Required action: Could the whole of the data below be written out verbatim?

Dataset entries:
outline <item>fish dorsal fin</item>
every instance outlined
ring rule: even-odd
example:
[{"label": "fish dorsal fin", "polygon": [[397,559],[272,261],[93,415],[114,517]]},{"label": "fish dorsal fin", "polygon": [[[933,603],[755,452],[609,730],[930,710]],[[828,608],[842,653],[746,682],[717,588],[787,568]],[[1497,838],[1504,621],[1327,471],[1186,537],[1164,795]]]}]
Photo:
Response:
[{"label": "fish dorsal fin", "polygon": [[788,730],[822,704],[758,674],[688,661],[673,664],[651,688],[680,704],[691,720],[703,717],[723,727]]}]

Expected answer:
outline <item>fish dorsal fin</item>
every instance outlined
ring rule: even-odd
example:
[{"label": "fish dorsal fin", "polygon": [[397,559],[272,261],[93,415],[114,517]]},{"label": "fish dorsal fin", "polygon": [[[933,603],[755,452],[609,730],[930,710]],[[828,608],[842,653],[746,682],[717,588],[787,568]],[[1497,838],[1504,621],[1327,471],[1186,537],[1164,795]]]}]
Photo:
Response:
[{"label": "fish dorsal fin", "polygon": [[788,730],[822,704],[758,674],[688,661],[673,664],[651,688],[680,704],[691,720],[703,717],[723,727]]}]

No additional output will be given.